## Texte à lire
'''

François-Xavier Ferland : L’actuel président Nicolas Maduro a boycotté l’Assemblée nationale qui lui est défavorable depuis à peu près un an, à 65%. Il a emprisonné un certain nombre d’opposants. Il a surtout éliminé le principal opposant qui s’appelle [Henrique] Capriles et qui ne pourra pas se présenter aux élections générales présidentielles de 2018. A travers cette Constituante, il veut contourner, voire dissoudre demain l’Assemblée actuelle favorable à l’opposition pour pouvoir imposer un régime qui lui sera totalement favorable.
... et donc clairement tenir entre ses mains tous les pouvoirs ?

'''

## Données affichées
'''

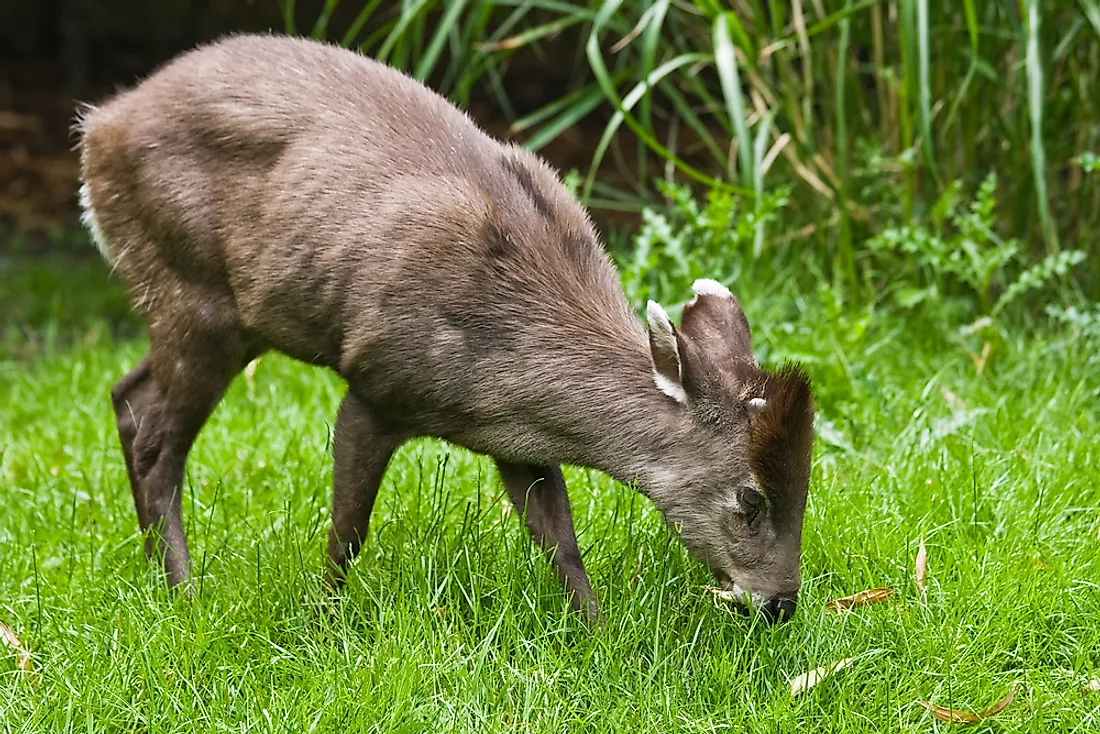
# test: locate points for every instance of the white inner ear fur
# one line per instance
(705, 286)
(755, 406)
(660, 327)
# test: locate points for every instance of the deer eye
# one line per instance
(751, 502)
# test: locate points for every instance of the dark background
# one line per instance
(57, 53)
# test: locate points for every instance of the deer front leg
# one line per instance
(539, 494)
(361, 451)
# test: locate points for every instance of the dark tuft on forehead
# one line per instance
(781, 436)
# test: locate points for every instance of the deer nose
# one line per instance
(779, 609)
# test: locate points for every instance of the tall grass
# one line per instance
(869, 109)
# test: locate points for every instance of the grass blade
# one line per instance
(924, 92)
(1034, 66)
(427, 63)
(356, 25)
(726, 62)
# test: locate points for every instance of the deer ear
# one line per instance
(755, 407)
(664, 349)
(714, 320)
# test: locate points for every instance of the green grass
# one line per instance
(868, 109)
(453, 622)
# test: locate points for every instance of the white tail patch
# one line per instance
(705, 286)
(88, 219)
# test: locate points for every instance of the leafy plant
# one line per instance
(686, 240)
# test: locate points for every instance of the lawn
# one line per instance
(453, 622)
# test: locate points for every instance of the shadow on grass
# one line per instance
(57, 299)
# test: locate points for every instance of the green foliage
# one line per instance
(453, 621)
(955, 261)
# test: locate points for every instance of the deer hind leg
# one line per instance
(539, 493)
(161, 406)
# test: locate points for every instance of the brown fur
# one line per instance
(268, 193)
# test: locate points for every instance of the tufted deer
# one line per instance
(271, 193)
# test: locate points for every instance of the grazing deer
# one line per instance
(272, 193)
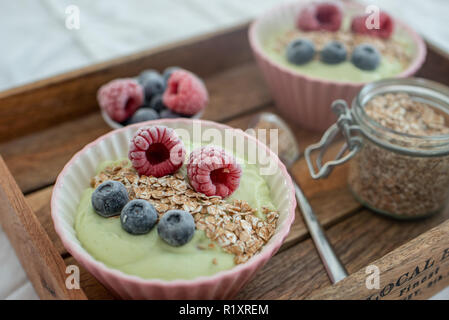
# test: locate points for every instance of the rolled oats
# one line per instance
(234, 226)
(395, 183)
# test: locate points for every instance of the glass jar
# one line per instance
(396, 174)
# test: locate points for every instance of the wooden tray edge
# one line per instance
(44, 266)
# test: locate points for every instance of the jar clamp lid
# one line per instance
(355, 125)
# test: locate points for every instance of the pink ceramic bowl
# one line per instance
(304, 99)
(75, 177)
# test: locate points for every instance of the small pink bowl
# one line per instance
(306, 100)
(75, 177)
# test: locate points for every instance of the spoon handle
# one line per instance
(334, 268)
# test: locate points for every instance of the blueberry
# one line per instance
(300, 51)
(176, 227)
(109, 198)
(168, 114)
(167, 73)
(153, 83)
(334, 52)
(365, 57)
(143, 114)
(156, 103)
(138, 217)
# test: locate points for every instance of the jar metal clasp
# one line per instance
(344, 125)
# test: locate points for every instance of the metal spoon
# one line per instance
(334, 268)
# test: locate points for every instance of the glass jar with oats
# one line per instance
(397, 134)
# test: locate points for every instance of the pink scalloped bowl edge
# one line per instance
(223, 285)
(306, 100)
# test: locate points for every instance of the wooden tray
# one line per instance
(44, 123)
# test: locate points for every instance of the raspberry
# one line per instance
(320, 16)
(185, 93)
(386, 25)
(213, 172)
(120, 98)
(156, 151)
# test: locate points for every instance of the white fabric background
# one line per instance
(36, 44)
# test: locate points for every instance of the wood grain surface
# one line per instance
(42, 263)
(37, 147)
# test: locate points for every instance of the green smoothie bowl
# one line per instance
(173, 209)
(312, 53)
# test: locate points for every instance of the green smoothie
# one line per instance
(344, 71)
(149, 257)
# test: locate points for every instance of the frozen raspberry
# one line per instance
(185, 93)
(386, 25)
(156, 151)
(120, 98)
(213, 172)
(320, 16)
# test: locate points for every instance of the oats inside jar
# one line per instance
(395, 183)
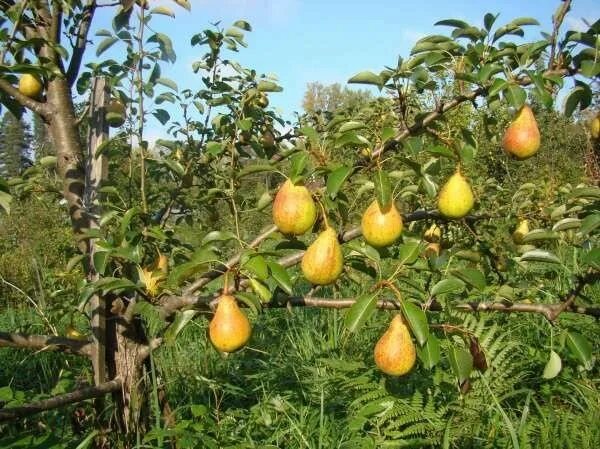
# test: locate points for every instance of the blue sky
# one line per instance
(329, 41)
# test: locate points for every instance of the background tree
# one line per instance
(15, 141)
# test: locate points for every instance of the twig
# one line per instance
(10, 413)
(45, 343)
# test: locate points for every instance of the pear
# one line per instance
(229, 329)
(433, 234)
(522, 137)
(294, 211)
(456, 197)
(395, 352)
(30, 85)
(521, 231)
(432, 249)
(595, 127)
(381, 227)
(322, 262)
(162, 263)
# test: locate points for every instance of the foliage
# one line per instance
(202, 195)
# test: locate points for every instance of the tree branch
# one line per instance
(81, 43)
(42, 109)
(45, 343)
(83, 394)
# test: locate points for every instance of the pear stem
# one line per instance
(226, 282)
(324, 214)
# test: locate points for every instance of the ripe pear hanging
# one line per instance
(294, 211)
(456, 197)
(433, 234)
(522, 137)
(381, 227)
(521, 231)
(229, 330)
(395, 352)
(323, 261)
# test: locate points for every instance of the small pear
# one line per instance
(456, 197)
(432, 249)
(229, 329)
(323, 261)
(30, 85)
(595, 127)
(521, 231)
(294, 211)
(433, 234)
(381, 227)
(522, 137)
(395, 352)
(162, 263)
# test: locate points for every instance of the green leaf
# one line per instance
(589, 223)
(5, 200)
(383, 189)
(417, 320)
(430, 353)
(580, 95)
(553, 366)
(567, 223)
(243, 25)
(168, 83)
(105, 45)
(163, 10)
(539, 255)
(257, 265)
(297, 164)
(536, 235)
(161, 115)
(472, 277)
(350, 126)
(592, 258)
(366, 78)
(360, 311)
(515, 95)
(449, 285)
(48, 161)
(408, 253)
(452, 23)
(268, 86)
(181, 319)
(336, 179)
(281, 276)
(217, 236)
(255, 168)
(461, 362)
(581, 348)
(261, 290)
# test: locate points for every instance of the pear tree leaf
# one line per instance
(417, 320)
(360, 311)
(553, 366)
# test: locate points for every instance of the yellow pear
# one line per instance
(162, 263)
(595, 127)
(115, 113)
(522, 137)
(294, 211)
(229, 329)
(395, 352)
(381, 227)
(30, 85)
(432, 249)
(521, 231)
(323, 261)
(433, 234)
(456, 197)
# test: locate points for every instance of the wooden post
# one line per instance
(96, 172)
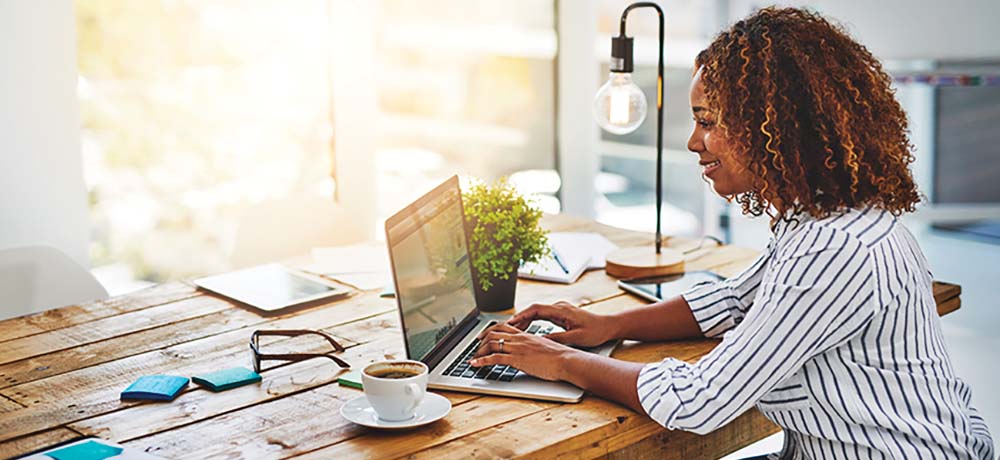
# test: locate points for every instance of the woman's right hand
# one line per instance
(582, 328)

'''

## Consigne 1
Relevez, s'il vous plaît, toutes les personnes désignées par leur nom dans le texte à lire.
## Consigne 2
Traduisez en anglais cette phrase du texte à lire : « Il a emprisonné un certain nombre d’opposants. »
## Consigne 3
Poursuivez le texte sur le pouvoir de Nicolas Maduro à partir de sa dernière phrase.

## Bonne réponse 1
François-Xavier Ferland, Nicolas Maduro, Henrique Capriles

## Bonne réponse 2
He imprisoned a number of opponents.

## Bonne réponse 3
Complètement. C’est un pays qui a quand même une Constitution qui date de 1999, qui a été voulue par Hugo Chavez, vous savez cette fameuse démocratie participative. On en est loin aujourd’hui. Cette assemblée constituante est formée de gens, d’élus, qui sont totalement favorables au chavisme avec un scrutin qui est totalement illusoire, boycotté par l’opposition et surtout parce que la plupart des candidats ont été choisis par les autorités. C’est un scrutin nul avec des résultats étranges. Près de 40% de participation, c’est peut-être possible parce qu’on oblige les gens à aller voter : on leur met la pression dans les barrios, dans les bidonvilles, notamment en leur faisant croire que peut-être on leur supprimera des aides. Un chantage au vote à travers les colectivos aussi, ces milices armées qui sèment la terreur dans Caracas. On voit bien que le président Maduro est en train de faire de ce pays, qui était une démocratie encore modèle il y a quelques années pour nombre de politiques notamment en Europe, une dictature.
L’espoir d’une fin de violence à l’issue de ce vote est totalement illusoire aujourd’hui ?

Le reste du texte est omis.